**WHAT THE EXERCISE ASKS:** Copy nothing from the entries below except the lines from the one containing "Annotation task — mark the eyeglasses" through the one containing "Annotation task — mark the yellow", and copy those exactly.

**EXTRACTED ENTRIES:**
* * *

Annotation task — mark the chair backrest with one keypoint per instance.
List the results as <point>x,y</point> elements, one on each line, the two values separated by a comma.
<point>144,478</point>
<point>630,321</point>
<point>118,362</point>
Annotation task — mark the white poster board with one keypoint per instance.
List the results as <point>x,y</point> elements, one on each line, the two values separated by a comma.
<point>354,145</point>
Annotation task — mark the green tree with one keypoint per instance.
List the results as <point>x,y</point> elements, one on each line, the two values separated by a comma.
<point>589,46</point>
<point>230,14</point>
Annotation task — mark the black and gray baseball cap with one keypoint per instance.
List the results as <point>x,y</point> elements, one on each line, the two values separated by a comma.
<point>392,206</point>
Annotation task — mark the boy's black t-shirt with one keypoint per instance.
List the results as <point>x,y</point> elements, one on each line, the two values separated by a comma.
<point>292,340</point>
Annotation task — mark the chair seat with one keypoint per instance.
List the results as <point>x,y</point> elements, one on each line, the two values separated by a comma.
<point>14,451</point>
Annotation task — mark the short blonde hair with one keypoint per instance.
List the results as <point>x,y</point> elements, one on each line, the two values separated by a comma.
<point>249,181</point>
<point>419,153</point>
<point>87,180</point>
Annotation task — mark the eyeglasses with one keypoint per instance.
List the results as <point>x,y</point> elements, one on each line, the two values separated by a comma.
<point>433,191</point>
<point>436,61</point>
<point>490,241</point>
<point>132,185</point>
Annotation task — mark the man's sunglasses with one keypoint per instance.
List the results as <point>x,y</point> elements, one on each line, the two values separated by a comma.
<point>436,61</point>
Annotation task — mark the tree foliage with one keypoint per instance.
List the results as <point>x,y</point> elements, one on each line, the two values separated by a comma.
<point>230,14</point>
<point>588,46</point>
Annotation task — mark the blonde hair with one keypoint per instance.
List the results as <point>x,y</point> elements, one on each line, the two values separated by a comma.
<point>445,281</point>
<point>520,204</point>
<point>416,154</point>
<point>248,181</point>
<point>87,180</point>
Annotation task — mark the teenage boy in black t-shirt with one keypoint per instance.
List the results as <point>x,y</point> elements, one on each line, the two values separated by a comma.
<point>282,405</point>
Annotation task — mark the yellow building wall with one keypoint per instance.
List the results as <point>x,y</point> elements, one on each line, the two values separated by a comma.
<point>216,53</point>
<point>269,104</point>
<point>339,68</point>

* * *

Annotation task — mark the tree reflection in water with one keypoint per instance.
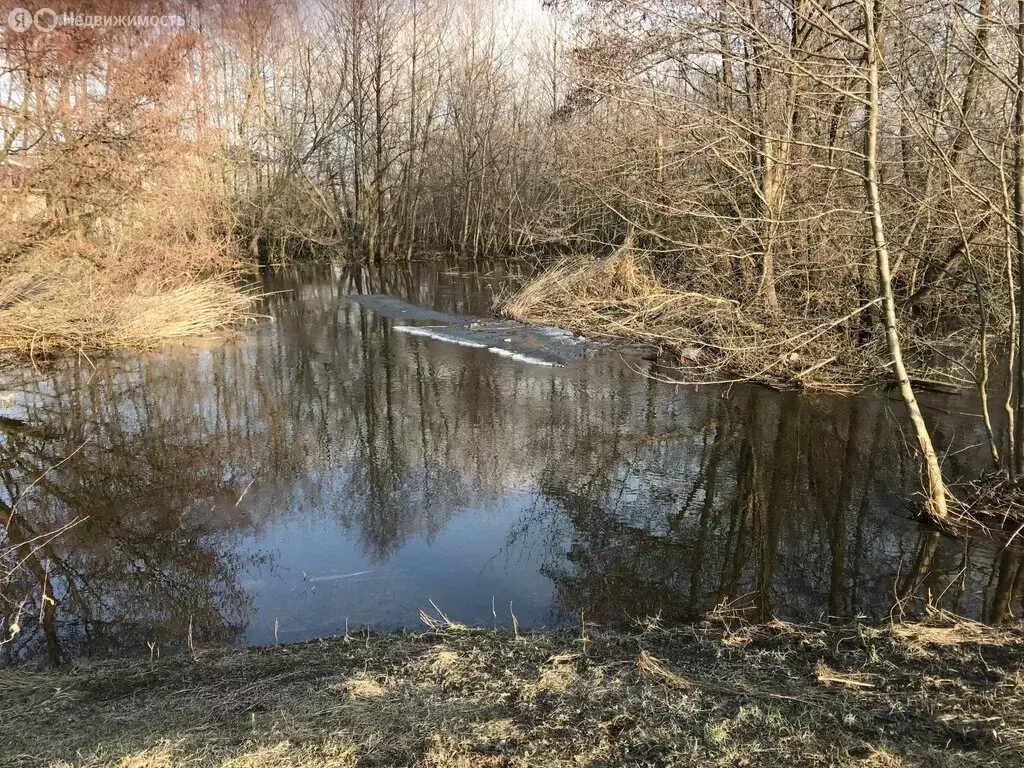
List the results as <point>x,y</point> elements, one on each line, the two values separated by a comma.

* * *

**ANSWER BELOW:**
Annotation task — mark the eyeglasses with one keypoint per instance.
List the results as <point>x,y</point> elements, one on each line, the two values separated by a comma.
<point>433,191</point>
<point>436,61</point>
<point>490,241</point>
<point>132,185</point>
Annotation task — mark the man's sunglasses with one keypoint per instance.
List the results as <point>x,y</point> elements, one on each line, the two values separated by a comma.
<point>436,61</point>
Annotation task — mark the tree foliage with one keypoint per instance.
List the results as <point>x,y</point> elements, one on each line, the two values separated by a comma.
<point>230,14</point>
<point>588,46</point>
Annotation task — mark the blonde hair with one keypoint per instance.
List the results as <point>x,y</point> elements, one on each line, the two values separated by a comma.
<point>445,281</point>
<point>520,204</point>
<point>416,154</point>
<point>248,181</point>
<point>87,180</point>
Annotation task — mark the teenage boy in black t-shirt with one keypoint per instance.
List the results as <point>x,y</point> elements, one on each line, the two values separated by a comma.
<point>282,405</point>
Annotation task — mark the yellow building wall with one keypoint per instance.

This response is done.